## What needs to be done
Copy out everything from the start of the rows down to the line containing "Mark the region", substituting "running water" for each occurrence of "flowing water" and leaving all other text unchanged.

(Contour annotation records)
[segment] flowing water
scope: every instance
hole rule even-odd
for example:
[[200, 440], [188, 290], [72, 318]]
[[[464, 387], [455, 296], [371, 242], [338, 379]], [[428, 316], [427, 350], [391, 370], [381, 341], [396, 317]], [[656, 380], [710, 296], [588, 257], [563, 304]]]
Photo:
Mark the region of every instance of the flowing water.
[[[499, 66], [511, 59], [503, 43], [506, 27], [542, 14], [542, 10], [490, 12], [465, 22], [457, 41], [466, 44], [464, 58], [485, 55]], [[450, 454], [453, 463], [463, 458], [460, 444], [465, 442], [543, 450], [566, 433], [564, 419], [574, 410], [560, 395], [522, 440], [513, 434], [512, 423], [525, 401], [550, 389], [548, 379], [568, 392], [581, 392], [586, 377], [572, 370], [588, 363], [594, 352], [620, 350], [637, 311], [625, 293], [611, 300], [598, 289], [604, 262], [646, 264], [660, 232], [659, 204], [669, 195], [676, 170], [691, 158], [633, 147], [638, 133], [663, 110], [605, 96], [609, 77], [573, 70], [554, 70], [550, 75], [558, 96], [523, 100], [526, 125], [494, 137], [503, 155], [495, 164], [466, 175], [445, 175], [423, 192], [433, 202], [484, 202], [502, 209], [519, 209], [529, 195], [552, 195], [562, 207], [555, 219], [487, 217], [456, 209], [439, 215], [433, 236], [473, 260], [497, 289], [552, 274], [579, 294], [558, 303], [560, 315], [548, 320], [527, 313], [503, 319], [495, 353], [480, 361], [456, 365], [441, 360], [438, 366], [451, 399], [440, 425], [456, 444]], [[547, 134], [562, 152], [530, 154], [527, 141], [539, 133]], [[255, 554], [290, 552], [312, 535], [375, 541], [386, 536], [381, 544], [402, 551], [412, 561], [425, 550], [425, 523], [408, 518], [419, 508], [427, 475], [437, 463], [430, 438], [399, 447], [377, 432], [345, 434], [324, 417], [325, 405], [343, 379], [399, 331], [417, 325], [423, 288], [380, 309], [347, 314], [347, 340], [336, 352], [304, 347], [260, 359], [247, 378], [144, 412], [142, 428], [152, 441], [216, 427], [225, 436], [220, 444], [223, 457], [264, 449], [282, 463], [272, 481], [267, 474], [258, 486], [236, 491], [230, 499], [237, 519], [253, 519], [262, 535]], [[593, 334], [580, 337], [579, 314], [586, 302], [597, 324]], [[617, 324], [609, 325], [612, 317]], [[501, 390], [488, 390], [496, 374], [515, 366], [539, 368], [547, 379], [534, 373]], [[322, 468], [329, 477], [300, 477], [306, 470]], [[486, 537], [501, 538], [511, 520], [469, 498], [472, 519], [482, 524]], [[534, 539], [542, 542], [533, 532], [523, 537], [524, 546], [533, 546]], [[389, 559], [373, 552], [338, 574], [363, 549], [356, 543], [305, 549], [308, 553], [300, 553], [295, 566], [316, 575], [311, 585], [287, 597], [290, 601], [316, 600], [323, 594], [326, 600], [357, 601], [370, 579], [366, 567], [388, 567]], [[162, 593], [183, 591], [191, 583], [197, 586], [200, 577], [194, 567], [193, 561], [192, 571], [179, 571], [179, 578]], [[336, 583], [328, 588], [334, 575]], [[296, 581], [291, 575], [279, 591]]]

## Right answer
[segment] running water
scope: every instance
hole rule even-odd
for example:
[[200, 440], [188, 290], [72, 318]]
[[[464, 387], [455, 296], [371, 242], [338, 379]], [[428, 316], [427, 350], [391, 370], [381, 341], [396, 317]], [[656, 380], [710, 296], [588, 257], [563, 304]]]
Photo:
Mark the region of every instance of the running water.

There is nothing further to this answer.